- _Article_:
- - -
[llvm] r250560 - [x86] promote 'add nsw' to a wider type to allow more combines

Mon Oct 19 22:07:54 PDT 2015

On Fri, Oct 16, 2015 at 3:14 PM, Sanjay Patel via llvm-commits <
llvm-commits at lists.llvm.org> wrote:

> Author: spatel
> Date: Fri Oct 16 17:14:12 2015
> New Revision: 250560
>
> URL: http://llvm.org/viewvc/llvm-project?rev=250560&view=rev
> Log:
> [x86] promote 'add nsw' to a wider type to allow more combines
>
> The motivation for this patch starts with PR20134:
> https://llvm.org/bugs/show_bug.cgi?id=20134
>
> void foo(int *a, int i) {
>   a[i] = a[i+1] + a[i+2];
> }
>
> It seems better to produce this (14 bytes):
>
> movslq  %esi, %rsi
> movl    0x4(%rdi,%rsi,4), %eax
> addl    0x8(%rdi,%rsi,4), %eax
> movl    %eax, (%rdi,%rsi,4)
>

Can we CSE the (%rdi,%rsi,4) out of here? On Jaguar each one is going to
introduce a 2 cycle latency into the memory pipeline for the load/store
(see http://www.realworldtech.com/jaguar/6/) (and they are on the critical
path here)  I believe that the (%reg1,%reg2,4) is one of the fast cases
too, so both the CSE's LEA and the address computations themselves are
single-cycle (In other words, I predict that if you microbenchmark this,
the CSE'd version will be 2 cycles faster (+ 1 - 3 = -2)).

Of course, all of this depends on if we can afford the scratch register.
Not sure the answer to that.

Even on Haswell & Sandy Bridge, I believe the 2 loads will each take an
extra cycle in the load units, but due to having enough AGU's for the ILP
here (2 AGU's available for loads), the CSE only saves you a cycle on the
critical path on the store.

-- Sean Silva

>
> Rather than this (22 bytes):
>
> leal    0x1(%rsi), %eax
> cltq
> leal    0x2(%rsi), %ecx
> movslq  %ecx, %rcx
> movl    (%rdi,%rcx,4), %ecx
> addl    (%rdi,%rax,4), %ecx
> movslq  %esi, %rax
> movl    %ecx, (%rdi,%rax,4)
>
> The most basic problem (the first test case in the patch combines
> constants) should also be fixed in InstCombine,
> but it gets more complicated after that because we need to consider
> architecture and micro-architecture. For
> example, AArch64 may not see any benefit from the more general transform
> because the ISA solves the sexting in
> hardware. Some x86 chips may not want to replace 2 ADD insts with 1 LEA,
> and there's an attribute for that:
> FeatureSlowLEA. But I suspect that doesn't go far enough or maybe it's not
> getting used when it should; I'm
> also not sure if FeatureSlowLEA should also mean "slow complex addressing
> mode".
>
> I see no perf differences on test-suite with this change running on AMD
> Jaguar, but I see small code size
> improvements when building clang and the LLVM tools with the patched
> compiler.
- - -
- _Supplied entries_:
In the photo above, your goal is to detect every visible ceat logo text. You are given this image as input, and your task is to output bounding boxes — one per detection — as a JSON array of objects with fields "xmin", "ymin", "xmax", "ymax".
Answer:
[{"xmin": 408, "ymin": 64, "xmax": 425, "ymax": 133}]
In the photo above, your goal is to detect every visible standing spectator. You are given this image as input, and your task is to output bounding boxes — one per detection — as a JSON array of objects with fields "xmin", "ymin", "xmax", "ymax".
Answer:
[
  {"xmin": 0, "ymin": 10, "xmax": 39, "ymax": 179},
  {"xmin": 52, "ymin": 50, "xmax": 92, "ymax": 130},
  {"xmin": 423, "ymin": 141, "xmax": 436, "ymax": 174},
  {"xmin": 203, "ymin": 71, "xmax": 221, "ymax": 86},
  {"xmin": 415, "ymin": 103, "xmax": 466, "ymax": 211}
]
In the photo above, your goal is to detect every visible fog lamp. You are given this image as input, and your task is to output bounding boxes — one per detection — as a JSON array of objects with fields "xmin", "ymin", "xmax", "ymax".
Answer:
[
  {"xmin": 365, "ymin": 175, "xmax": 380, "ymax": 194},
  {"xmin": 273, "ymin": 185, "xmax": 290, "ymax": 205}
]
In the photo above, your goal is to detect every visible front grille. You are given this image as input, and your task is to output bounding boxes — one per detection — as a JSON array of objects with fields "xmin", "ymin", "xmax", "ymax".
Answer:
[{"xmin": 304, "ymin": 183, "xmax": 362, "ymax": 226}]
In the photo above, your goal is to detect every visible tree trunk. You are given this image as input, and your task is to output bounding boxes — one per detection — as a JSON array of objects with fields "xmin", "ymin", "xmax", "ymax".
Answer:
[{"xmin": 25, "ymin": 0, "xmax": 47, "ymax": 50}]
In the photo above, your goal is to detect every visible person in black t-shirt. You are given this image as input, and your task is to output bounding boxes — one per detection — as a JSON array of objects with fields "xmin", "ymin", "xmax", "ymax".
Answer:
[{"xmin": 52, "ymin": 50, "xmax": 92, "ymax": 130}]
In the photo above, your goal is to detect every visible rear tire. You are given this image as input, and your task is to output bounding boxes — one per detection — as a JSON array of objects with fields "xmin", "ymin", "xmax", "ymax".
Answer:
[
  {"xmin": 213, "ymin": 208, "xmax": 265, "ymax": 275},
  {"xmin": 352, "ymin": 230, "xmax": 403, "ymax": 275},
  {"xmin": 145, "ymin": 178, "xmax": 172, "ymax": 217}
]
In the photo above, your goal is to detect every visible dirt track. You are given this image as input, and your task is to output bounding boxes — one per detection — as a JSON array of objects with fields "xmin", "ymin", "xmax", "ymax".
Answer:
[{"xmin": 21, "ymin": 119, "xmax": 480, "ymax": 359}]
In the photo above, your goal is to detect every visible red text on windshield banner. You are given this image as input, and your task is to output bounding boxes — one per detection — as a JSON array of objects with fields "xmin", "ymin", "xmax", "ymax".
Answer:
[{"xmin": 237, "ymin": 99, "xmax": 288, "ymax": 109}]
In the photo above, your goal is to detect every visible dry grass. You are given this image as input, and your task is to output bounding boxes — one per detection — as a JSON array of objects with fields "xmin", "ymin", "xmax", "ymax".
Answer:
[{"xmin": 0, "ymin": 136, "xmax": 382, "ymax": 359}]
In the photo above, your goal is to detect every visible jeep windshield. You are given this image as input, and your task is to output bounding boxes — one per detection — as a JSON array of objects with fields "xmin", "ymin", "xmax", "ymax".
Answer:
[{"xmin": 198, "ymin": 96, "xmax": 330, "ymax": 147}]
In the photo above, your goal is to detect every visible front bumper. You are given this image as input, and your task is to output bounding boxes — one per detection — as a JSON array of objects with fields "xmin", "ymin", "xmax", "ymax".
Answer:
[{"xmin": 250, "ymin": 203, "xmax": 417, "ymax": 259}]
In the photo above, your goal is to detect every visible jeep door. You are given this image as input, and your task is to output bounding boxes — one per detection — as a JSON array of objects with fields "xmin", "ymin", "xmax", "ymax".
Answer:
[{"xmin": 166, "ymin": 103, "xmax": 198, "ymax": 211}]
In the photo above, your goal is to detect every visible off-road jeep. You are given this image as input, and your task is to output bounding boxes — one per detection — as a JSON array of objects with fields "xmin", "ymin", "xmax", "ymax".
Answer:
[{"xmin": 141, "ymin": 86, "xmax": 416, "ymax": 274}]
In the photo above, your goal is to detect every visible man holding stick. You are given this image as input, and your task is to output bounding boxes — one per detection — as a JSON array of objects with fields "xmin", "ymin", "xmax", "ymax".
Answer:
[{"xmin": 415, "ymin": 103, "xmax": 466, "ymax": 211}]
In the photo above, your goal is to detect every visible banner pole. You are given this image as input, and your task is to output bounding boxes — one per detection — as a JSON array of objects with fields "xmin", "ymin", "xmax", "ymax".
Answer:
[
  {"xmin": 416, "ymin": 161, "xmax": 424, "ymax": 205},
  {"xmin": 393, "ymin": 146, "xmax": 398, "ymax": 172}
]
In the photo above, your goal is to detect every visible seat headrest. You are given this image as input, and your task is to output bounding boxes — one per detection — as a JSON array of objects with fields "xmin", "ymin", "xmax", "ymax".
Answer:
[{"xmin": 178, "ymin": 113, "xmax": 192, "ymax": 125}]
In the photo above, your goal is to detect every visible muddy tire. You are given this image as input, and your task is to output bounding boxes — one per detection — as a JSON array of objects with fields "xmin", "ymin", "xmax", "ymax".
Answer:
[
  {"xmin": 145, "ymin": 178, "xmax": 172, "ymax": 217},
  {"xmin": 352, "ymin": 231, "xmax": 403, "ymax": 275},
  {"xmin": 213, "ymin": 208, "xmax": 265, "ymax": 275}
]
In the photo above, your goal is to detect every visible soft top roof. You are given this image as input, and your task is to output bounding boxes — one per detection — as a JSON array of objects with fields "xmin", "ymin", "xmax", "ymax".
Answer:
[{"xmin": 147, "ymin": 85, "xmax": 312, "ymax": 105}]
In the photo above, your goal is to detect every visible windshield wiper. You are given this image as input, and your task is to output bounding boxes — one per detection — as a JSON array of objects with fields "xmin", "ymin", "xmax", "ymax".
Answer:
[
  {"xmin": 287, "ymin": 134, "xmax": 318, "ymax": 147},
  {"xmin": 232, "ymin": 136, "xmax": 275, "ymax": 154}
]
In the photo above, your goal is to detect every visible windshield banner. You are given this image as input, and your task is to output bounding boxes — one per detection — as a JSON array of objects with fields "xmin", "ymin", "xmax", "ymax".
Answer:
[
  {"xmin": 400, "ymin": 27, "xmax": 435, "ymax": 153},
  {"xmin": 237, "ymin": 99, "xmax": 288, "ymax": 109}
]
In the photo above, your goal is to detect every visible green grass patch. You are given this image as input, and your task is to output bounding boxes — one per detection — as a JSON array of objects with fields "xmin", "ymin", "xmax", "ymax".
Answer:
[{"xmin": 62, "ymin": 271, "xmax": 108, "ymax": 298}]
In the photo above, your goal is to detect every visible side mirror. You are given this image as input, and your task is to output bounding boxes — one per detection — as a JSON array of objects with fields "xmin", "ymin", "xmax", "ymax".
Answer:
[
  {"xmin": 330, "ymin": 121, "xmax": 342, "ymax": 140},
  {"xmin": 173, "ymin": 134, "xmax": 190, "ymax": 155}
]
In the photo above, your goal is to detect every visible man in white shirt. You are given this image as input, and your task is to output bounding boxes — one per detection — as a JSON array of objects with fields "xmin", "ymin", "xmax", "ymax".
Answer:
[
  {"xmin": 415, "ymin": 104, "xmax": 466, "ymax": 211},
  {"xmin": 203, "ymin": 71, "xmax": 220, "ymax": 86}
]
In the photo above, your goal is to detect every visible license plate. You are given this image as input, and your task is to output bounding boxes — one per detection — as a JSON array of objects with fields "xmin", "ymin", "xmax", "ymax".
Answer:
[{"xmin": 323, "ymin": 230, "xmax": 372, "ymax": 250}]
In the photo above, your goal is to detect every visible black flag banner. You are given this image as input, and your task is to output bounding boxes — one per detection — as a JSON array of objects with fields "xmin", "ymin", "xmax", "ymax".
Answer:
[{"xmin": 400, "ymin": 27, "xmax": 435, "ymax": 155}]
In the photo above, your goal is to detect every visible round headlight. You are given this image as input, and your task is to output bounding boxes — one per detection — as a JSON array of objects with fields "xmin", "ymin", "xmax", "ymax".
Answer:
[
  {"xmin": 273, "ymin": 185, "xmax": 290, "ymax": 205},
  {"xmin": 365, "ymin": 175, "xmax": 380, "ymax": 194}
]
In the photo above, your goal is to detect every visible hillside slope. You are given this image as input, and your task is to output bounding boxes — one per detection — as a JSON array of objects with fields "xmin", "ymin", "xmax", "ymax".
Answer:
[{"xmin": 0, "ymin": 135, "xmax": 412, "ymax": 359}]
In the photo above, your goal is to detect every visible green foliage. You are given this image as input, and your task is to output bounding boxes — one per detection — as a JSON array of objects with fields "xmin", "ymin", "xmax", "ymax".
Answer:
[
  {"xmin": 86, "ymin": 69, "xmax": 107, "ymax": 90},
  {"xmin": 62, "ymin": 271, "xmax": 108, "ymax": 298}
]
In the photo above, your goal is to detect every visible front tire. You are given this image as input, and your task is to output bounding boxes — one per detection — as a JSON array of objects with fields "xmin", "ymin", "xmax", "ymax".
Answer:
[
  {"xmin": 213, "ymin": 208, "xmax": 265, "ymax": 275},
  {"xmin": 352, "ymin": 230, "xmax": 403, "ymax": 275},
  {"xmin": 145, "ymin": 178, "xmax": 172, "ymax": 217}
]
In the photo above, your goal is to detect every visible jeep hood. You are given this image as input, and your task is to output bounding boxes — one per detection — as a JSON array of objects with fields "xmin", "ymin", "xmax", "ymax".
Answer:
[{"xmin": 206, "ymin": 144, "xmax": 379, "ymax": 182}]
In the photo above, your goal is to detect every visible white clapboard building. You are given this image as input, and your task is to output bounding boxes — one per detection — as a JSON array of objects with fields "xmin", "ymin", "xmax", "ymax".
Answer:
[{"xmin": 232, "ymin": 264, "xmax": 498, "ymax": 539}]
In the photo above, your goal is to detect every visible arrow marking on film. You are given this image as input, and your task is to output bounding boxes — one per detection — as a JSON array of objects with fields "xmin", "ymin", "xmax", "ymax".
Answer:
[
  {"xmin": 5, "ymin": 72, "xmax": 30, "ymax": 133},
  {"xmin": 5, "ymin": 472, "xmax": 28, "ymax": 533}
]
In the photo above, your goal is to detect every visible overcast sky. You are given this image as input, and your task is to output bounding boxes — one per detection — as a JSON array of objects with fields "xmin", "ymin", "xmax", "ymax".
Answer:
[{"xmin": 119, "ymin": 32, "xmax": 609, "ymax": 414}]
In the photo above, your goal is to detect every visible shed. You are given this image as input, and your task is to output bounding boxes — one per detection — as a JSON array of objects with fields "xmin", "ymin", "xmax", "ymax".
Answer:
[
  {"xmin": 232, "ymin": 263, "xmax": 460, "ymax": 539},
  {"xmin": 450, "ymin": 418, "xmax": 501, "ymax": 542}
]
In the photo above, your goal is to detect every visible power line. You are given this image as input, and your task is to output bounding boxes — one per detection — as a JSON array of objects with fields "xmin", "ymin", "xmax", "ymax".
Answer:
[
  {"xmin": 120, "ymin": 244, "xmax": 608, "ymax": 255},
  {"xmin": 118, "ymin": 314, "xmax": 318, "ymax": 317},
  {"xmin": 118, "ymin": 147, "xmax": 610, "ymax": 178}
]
- - -
- _Given problem A_: According to the LLVM mailing-list thread, how many AGUs are available for loads on Haswell and Sandy Bridge?
- _Given problem B_: Carry on the LLVM mailing-list thread from its final line.

- _Exercise output A_: Two.

- _Exercise output B_:
>
> A more general solution to the sext(add nsw(x, C)) problem that works for
> multiple targets is available
> in CodeGenPrepare, but it may take quite a bit more work to get that to
> fire on all of the test cases that
> this patch takes care of.
>
> Differential Revision: http://reviews.llvm.org/D13757
>
> Modified:
>     llvm/trunk/lib/Target/X86/X86ISelLowering.cpp
>     llvm/trunk/test/CodeGen/X86/add-nsw-sext.ll
>
> Modified: llvm/trunk/lib/Target/X86/X86ISelLowering.cpp
> URL:
> http://llvm.org/viewvc/llvm-project/llvm/trunk/lib/Target/X86/X86ISelLowering.cpp?rev=250560&r1=250559&r2=250560&view=diff
>
> ==============================================================================
> --- llvm/trunk/lib/Target/X86/X86ISelLowering.cpp (original)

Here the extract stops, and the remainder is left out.